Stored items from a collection

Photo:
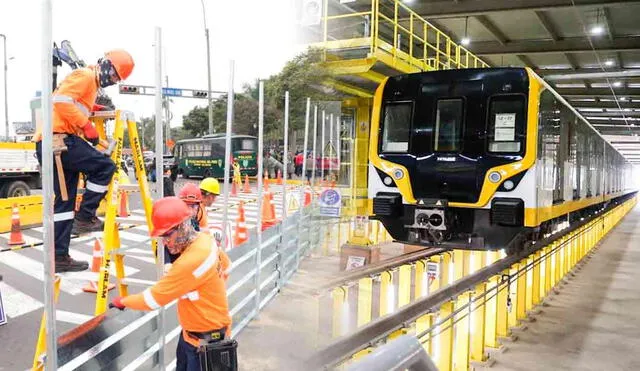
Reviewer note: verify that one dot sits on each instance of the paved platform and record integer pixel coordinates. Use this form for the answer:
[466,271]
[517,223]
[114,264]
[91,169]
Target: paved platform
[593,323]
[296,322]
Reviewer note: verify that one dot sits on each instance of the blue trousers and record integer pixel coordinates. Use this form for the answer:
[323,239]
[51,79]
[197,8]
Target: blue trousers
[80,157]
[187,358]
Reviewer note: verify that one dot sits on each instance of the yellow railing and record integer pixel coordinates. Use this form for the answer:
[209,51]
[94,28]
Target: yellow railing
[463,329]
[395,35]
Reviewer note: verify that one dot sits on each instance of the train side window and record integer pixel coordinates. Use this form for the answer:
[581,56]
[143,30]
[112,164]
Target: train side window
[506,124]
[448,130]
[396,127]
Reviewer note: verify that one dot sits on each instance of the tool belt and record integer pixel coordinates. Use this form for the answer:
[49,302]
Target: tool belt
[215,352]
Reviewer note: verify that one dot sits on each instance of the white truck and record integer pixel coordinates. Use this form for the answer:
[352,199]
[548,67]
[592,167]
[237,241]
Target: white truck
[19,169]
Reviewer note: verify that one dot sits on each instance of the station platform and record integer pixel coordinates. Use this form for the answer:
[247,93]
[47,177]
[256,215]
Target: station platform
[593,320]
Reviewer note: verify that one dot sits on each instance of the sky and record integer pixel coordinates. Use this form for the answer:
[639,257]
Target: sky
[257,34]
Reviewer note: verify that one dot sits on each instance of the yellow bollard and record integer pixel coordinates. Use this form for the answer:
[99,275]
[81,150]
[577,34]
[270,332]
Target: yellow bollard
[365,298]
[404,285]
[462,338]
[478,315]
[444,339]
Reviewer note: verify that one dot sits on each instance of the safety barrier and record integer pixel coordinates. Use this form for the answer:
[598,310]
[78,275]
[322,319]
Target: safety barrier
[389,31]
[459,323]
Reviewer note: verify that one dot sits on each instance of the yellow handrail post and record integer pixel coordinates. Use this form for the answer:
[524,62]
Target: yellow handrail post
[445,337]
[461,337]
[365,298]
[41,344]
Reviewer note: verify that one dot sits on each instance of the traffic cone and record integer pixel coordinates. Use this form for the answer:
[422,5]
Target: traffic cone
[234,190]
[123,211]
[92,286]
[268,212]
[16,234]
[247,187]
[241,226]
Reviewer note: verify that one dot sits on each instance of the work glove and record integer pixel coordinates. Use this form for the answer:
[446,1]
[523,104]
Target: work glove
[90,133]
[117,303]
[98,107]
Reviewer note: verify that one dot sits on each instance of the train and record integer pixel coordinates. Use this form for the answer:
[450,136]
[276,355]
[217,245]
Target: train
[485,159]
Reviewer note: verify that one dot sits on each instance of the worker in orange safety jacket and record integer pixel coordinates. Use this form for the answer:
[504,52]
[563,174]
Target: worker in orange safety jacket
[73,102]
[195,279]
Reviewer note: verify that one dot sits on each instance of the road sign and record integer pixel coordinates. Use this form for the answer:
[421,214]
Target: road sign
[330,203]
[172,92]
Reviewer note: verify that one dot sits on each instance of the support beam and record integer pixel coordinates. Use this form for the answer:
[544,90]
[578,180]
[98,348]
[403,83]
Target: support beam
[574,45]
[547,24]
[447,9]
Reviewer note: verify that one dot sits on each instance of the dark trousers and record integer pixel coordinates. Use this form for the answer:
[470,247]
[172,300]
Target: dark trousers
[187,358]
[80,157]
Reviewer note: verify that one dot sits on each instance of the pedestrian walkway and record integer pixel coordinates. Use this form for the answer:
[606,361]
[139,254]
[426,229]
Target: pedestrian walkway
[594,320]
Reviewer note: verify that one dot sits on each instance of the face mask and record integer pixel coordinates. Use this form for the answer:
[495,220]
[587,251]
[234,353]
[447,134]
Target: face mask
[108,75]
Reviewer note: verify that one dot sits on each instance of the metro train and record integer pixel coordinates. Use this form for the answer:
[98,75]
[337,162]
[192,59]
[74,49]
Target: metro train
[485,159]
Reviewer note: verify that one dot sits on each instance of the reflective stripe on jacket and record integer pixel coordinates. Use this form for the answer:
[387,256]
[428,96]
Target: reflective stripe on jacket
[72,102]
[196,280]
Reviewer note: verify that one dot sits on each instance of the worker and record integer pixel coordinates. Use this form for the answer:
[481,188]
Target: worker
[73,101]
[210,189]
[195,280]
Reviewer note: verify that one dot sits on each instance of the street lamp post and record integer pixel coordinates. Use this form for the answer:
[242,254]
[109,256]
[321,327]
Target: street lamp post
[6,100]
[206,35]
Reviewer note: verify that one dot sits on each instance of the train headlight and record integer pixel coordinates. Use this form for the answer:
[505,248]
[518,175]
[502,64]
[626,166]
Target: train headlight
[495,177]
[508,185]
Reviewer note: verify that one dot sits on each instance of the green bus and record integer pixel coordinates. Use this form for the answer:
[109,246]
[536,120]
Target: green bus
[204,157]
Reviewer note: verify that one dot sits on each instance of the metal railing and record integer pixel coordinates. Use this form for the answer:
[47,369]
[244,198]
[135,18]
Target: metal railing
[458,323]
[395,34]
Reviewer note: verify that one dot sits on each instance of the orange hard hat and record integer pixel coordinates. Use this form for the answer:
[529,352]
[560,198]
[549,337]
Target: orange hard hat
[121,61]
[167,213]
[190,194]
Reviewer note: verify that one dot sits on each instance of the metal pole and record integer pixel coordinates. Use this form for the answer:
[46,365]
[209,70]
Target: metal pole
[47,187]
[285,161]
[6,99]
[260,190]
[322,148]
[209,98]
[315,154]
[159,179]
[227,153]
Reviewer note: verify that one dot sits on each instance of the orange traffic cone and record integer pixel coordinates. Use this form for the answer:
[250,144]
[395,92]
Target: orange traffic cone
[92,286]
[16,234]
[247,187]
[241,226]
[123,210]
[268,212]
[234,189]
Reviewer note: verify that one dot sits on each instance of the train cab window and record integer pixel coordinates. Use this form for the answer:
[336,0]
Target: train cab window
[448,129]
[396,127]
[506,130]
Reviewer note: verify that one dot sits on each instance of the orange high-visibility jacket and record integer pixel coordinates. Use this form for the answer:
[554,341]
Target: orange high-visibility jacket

--

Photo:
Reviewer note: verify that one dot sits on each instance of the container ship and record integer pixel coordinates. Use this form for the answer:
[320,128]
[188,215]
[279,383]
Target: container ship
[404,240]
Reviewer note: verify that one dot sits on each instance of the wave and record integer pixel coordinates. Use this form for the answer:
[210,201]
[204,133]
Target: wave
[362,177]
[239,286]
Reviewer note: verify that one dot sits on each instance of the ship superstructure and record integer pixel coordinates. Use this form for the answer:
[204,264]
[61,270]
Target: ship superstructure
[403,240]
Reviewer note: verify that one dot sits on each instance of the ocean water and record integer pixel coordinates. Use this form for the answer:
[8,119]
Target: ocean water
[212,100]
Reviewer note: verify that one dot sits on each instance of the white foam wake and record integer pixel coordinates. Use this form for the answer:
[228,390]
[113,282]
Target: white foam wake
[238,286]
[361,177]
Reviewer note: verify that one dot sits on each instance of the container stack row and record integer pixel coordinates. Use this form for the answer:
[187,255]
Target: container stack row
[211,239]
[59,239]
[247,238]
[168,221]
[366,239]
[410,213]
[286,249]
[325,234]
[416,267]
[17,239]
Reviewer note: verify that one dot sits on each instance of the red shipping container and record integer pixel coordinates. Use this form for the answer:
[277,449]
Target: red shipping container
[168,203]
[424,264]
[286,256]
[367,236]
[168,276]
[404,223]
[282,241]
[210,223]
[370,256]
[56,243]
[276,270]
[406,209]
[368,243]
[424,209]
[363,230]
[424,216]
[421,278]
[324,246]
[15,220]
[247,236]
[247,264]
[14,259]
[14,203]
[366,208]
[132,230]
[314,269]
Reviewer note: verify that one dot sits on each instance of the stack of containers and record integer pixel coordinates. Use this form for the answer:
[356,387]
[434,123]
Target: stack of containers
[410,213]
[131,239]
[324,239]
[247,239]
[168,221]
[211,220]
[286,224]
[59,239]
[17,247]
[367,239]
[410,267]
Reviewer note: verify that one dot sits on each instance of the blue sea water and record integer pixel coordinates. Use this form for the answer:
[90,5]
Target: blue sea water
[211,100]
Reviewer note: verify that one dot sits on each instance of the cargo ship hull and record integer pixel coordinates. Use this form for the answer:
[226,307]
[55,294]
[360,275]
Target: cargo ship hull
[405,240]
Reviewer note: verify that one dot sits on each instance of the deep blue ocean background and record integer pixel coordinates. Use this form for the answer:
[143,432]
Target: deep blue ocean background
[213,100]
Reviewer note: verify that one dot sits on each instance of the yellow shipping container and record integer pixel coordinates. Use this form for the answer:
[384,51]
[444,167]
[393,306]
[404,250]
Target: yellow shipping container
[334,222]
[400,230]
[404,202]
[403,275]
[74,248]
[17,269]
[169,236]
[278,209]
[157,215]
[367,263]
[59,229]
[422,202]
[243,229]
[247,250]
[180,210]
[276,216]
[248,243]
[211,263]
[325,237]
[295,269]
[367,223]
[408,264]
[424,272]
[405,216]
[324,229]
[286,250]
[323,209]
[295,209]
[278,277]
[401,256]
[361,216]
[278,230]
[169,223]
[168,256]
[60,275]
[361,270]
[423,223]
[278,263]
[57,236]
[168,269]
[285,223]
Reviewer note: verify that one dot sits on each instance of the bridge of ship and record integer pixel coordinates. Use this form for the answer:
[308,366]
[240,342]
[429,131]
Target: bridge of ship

§ **TASK REQUIREMENTS**: Copy every line in the data above that has the string "bridge" in it.

§ **EXERCISE RESPONSE**:
Reviewer note: verify that one dot sits on each instance of the bridge of ship and record integer pixel coordinates. Use this form for the answer:
Target: bridge of ship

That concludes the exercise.